● **Dataset entries**:

++++++++

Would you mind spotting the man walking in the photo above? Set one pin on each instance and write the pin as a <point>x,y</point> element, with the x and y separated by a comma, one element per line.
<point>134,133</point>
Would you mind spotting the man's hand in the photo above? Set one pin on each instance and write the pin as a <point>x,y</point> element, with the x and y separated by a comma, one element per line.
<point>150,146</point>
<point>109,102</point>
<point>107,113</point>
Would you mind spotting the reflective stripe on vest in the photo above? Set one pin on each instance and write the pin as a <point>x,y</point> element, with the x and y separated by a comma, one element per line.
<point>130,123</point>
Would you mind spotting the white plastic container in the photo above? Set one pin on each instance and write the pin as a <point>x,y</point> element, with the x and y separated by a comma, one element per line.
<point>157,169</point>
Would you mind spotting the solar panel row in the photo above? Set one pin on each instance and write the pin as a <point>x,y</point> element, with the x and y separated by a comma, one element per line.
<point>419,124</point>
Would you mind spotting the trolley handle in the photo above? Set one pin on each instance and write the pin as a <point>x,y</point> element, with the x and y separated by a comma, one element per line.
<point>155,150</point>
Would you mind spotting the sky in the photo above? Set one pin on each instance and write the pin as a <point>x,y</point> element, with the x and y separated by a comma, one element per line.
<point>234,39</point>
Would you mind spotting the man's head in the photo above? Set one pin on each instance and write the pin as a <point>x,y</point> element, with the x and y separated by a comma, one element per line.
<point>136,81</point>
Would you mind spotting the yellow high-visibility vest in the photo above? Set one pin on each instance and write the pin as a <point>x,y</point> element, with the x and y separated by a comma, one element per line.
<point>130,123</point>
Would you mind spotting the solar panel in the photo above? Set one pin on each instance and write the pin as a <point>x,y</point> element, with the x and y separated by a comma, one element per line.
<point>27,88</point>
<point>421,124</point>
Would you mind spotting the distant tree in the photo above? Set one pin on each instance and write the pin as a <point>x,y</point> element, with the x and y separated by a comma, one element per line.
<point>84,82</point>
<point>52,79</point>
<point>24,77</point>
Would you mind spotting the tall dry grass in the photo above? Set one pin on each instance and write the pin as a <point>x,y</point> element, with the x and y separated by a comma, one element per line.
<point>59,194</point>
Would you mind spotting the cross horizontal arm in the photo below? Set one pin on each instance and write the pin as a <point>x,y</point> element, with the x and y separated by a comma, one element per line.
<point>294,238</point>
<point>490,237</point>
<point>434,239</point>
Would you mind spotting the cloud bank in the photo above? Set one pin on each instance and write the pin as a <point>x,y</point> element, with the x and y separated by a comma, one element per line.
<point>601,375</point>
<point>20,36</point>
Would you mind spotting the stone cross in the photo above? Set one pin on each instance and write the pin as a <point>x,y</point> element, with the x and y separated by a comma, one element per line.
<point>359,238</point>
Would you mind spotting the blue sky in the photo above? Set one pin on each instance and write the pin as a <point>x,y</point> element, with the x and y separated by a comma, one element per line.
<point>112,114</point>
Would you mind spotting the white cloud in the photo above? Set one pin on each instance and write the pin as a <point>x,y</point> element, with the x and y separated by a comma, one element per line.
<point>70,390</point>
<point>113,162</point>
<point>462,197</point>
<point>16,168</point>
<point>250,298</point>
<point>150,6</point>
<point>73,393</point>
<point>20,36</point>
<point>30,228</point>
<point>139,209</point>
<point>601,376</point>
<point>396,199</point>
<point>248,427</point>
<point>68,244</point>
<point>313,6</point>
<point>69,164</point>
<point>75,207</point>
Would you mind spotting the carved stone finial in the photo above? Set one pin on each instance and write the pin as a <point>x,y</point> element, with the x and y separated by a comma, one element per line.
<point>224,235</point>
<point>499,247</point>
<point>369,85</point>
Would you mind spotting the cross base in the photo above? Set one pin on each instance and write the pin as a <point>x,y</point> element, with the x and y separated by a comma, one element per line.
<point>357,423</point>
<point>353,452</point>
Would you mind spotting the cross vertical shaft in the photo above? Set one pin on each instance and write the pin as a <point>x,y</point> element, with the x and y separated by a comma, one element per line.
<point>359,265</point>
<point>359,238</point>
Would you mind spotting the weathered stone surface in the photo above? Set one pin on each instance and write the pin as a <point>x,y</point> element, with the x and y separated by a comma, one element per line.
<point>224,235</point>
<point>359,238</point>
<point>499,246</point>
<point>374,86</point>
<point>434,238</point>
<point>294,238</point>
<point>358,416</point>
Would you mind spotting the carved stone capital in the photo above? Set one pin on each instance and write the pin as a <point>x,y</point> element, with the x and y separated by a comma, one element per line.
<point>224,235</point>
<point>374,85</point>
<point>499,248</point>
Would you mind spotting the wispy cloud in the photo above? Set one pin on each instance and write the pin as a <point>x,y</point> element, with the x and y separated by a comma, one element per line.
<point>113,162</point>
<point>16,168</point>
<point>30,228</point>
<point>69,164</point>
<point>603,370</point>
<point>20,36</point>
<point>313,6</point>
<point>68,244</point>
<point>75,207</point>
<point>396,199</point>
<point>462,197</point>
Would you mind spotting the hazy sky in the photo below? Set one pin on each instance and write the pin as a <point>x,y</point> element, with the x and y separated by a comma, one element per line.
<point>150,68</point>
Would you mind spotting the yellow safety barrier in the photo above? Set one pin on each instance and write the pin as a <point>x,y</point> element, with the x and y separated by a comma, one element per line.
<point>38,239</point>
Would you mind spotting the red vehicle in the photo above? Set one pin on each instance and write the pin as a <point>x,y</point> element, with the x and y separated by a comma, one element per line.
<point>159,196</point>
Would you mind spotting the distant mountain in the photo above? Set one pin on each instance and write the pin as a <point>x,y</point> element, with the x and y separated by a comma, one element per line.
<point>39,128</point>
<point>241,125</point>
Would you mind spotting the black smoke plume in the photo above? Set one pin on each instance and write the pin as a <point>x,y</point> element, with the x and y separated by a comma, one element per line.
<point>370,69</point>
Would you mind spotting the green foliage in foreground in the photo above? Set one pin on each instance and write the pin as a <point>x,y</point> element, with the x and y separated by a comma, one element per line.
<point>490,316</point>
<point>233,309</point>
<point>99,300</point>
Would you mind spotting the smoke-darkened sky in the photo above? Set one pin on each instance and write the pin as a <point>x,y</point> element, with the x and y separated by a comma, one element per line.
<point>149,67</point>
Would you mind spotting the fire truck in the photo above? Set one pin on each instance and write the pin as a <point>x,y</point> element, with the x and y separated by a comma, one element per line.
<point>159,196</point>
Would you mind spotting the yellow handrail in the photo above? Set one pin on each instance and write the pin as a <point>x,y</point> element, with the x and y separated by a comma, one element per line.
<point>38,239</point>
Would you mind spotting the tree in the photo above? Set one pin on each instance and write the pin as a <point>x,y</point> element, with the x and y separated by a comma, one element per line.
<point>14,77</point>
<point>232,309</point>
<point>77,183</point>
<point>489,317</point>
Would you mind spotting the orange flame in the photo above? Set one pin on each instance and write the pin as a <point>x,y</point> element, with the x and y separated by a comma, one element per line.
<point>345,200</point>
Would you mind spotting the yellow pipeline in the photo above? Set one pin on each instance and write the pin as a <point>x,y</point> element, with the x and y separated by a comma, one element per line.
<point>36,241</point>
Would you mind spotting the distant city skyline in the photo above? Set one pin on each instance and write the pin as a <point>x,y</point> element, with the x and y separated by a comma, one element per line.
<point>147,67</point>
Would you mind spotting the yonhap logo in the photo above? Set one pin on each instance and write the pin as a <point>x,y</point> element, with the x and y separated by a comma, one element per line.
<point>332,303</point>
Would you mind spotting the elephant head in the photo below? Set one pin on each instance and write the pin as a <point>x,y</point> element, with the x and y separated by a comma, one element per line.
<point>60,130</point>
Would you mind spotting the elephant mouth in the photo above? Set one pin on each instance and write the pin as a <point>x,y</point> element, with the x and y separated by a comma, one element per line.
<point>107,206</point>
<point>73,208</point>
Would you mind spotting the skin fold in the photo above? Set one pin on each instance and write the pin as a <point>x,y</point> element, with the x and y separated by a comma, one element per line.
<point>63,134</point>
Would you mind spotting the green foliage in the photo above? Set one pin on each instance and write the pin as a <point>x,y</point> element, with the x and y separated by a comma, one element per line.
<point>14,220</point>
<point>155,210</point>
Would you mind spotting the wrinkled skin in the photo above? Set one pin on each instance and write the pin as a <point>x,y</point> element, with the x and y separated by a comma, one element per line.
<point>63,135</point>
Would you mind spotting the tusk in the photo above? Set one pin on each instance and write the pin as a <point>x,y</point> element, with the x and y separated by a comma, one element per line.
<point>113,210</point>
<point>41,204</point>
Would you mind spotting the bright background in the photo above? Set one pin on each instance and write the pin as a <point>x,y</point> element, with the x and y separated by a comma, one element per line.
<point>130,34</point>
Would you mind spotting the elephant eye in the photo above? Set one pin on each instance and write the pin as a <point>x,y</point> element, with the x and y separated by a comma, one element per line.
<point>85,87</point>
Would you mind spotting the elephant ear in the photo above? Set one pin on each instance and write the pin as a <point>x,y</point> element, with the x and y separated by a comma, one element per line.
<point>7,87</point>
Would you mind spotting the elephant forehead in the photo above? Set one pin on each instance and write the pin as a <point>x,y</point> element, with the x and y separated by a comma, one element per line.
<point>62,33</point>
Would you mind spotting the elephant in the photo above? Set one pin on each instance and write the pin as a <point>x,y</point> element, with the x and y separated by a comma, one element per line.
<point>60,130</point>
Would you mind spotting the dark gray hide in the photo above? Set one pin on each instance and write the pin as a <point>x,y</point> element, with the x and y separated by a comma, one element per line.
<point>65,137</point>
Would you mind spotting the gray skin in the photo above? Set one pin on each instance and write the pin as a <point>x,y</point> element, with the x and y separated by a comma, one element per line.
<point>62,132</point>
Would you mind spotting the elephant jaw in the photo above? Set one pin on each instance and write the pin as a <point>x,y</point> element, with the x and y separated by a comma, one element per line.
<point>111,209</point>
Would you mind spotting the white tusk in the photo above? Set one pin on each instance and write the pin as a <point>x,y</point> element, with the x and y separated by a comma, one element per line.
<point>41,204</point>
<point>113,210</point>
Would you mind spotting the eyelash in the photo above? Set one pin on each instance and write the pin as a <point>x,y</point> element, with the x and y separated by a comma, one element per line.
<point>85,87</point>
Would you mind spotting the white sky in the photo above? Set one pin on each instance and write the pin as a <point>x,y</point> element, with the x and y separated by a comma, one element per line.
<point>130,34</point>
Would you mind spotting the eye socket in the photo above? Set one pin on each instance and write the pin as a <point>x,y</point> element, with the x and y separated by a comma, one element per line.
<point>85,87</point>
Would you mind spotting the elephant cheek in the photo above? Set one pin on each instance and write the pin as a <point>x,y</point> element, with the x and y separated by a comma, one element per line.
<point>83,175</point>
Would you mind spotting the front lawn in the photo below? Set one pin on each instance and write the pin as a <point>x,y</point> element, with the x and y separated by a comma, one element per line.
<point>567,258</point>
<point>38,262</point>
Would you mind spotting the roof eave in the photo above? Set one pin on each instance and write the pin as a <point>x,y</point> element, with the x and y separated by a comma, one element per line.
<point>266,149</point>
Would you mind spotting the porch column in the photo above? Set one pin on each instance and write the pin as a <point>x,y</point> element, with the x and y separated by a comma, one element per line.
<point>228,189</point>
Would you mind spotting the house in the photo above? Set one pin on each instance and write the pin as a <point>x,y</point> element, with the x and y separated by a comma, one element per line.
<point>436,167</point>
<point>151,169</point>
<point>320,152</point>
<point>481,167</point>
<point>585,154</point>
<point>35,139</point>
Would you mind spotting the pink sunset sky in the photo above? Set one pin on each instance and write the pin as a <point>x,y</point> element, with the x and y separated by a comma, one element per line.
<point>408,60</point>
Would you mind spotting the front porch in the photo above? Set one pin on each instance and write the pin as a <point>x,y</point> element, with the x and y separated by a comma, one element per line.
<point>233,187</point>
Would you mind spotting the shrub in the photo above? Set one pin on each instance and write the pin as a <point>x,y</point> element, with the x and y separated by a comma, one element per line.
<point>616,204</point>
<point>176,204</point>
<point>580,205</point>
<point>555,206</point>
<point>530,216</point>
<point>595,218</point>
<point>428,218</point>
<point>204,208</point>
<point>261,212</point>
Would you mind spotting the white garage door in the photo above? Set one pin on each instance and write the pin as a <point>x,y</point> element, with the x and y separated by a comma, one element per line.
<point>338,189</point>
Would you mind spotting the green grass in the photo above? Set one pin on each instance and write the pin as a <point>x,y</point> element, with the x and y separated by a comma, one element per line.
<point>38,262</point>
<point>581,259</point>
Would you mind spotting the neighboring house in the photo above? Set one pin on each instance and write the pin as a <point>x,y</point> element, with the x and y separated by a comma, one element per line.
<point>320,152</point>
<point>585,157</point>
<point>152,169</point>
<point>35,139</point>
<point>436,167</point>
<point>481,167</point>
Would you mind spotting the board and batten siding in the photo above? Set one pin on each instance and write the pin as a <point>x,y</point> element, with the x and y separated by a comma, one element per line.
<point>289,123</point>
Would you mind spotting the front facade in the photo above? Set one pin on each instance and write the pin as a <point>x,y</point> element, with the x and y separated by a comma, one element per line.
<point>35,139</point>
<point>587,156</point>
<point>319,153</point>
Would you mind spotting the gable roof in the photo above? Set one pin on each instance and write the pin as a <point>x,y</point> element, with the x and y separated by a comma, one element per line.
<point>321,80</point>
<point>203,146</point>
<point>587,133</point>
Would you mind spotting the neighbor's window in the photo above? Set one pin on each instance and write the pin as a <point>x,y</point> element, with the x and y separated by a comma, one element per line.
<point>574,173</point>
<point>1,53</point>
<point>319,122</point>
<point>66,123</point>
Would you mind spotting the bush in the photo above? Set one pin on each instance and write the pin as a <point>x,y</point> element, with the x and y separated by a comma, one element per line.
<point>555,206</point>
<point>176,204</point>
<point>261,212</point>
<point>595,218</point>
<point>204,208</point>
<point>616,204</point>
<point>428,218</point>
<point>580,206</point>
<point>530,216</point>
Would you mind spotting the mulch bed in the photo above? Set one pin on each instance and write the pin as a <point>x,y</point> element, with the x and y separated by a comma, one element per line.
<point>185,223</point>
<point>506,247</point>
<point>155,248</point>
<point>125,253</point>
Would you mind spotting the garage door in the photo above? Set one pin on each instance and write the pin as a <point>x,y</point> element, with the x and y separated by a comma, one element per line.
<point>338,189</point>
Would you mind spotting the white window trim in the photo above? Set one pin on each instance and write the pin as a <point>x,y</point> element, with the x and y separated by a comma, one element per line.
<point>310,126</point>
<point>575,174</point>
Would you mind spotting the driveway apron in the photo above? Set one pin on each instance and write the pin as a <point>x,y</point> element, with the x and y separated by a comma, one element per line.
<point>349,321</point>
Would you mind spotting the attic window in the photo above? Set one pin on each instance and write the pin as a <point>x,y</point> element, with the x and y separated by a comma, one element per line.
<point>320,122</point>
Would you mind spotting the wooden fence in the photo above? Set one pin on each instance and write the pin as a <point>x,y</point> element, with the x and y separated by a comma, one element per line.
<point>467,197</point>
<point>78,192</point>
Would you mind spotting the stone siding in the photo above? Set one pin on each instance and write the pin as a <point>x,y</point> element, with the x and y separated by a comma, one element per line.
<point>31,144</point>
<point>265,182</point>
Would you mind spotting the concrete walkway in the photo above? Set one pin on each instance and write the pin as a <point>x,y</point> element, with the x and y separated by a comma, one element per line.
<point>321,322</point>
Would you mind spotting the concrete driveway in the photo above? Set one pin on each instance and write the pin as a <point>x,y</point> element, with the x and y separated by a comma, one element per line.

++++++++

● **Stated problem**:
Give the stretch of the items above, from the first line through the line containing "<point>155,150</point>", as a JSON list of strings with one string per line and blank lines left out.

● **Answer below**:
[
  "Would you mind spotting the man walking in the photo above? Set one pin on each instance and write the pin as a <point>x,y</point> element, with the x and y separated by a comma, one element per line.",
  "<point>134,133</point>",
  "Would you mind spotting the man's hand in the photo above? Set one pin on each instance and write the pin as a <point>x,y</point> element, with the x and y separated by a comma, one element per line.",
  "<point>150,146</point>",
  "<point>109,102</point>",
  "<point>107,113</point>",
  "Would you mind spotting the reflective stripe on vest in the photo above? Set one pin on each instance and write the pin as a <point>x,y</point> element, with the x and y separated by a comma, one element per line.",
  "<point>130,123</point>",
  "Would you mind spotting the white plastic container in the photo above? Set one pin on each instance and write the pin as a <point>x,y</point> element, with the x and y separated by a comma, one element per line.",
  "<point>157,169</point>",
  "Would you mind spotting the solar panel row in the photo above? Set one pin on each instance and write the pin as a <point>x,y</point> element, with the x and y separated by a comma, one element per line.",
  "<point>419,124</point>",
  "Would you mind spotting the trolley handle in the photo above? Set one pin on each instance and write the pin as a <point>x,y</point> element, with the x and y separated by a comma, one element per line.",
  "<point>155,150</point>"
]